Tarefa proposta A:
Retorne cada linha dos registros em que aparece a palavra "blurred".

Trecho:
No inverno de 1077, o imperador Henrique IV fez a peregrinação a
Canossa, curvando-se perante o papa Gregório VII, que o excomungara.
Quase um milênio depois, Lula conheceu a sua Canossa, peregrinando com
Fernando Haddad a tiracolo até o jardim da mansão de Paulo Maluf, que
expôs publicamente sua troca de afagos com a dupla petista. O cargo
federal entregue por Dilma Rousseff a um protegido de Maluf não foi o
preço, mas apenas a parcela de superfaturamento cobrada pelo minuto e
meio de tempo de TV que o PP vendeu ao candidato lulista à Prefeitura de
São Paulo. Conhecedor do valor das obsessões, Maluf impôs a Lula a
quitação da dívida por um gesto de humilhação maior que o experimentado
pelo soberano do Sacro Império: o papa, afinal, dispunha de poder
incomparavelmente superior ao do fugitivo da Interpol.
Luiza Erundina suportaria a aliança com o PP, mas não tolerou a
"forma" - a simbologia - que cercou o compromisso. Ela se retirou da
chapa à Prefeitura e acusou Lula de uma traição "a princípios". É um
recurso de autoilusão, tão patético quanto suas declarações anteriores,
que invocavam a "luta pelo socialismo" para justificar sua parceria com
Haddad. O "princípio" exclusivo de Lula são os interesses de seu sistema
de poder. O lulismo já celebrou Jader Barbalho, José Sarney e Fernando
Collor: o congraçamento com Maluf se inscreve numa linha de coerência e
só pode surpreender observadores que se ausentaram do planeta durante a
última década.

Dados fornecidos:
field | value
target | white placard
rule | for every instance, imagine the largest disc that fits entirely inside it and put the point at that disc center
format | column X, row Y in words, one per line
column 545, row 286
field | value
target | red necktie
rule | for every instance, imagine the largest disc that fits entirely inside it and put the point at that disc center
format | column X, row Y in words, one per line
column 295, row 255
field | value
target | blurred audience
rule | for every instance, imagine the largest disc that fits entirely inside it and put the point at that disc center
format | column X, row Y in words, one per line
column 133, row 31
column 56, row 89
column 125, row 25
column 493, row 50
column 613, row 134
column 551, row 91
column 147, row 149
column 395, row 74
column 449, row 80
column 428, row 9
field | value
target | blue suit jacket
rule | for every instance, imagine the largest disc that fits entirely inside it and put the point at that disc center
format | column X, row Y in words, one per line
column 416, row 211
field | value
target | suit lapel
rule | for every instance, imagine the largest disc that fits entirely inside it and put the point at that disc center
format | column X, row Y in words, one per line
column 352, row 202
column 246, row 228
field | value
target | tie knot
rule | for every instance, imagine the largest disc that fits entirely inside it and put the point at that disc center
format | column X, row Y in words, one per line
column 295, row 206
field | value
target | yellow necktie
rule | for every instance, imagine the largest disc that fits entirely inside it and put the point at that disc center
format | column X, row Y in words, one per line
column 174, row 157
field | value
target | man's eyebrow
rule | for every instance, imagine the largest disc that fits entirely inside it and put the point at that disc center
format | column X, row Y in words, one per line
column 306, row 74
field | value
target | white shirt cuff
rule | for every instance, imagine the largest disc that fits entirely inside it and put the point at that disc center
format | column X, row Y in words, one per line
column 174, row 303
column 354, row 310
* * *
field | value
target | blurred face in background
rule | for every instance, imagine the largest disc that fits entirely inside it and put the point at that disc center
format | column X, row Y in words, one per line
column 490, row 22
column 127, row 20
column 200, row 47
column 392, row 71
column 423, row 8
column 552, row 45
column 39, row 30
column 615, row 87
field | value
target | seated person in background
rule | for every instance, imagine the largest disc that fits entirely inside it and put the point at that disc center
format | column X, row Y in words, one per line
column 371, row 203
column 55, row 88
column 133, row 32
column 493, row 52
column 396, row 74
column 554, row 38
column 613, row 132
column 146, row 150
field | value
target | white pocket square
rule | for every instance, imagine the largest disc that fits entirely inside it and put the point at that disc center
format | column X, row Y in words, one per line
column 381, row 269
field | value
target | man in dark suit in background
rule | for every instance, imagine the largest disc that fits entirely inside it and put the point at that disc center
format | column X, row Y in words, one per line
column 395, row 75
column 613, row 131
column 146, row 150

Tarefa proposta B:
Segundo o trecho, quais políticos o lulismo já celebrou?

Resultado final A:
target | blurred audience
target | blurred face in background

Resultado final B:
Jader Barbalho, José Sarney e Fernando Collor.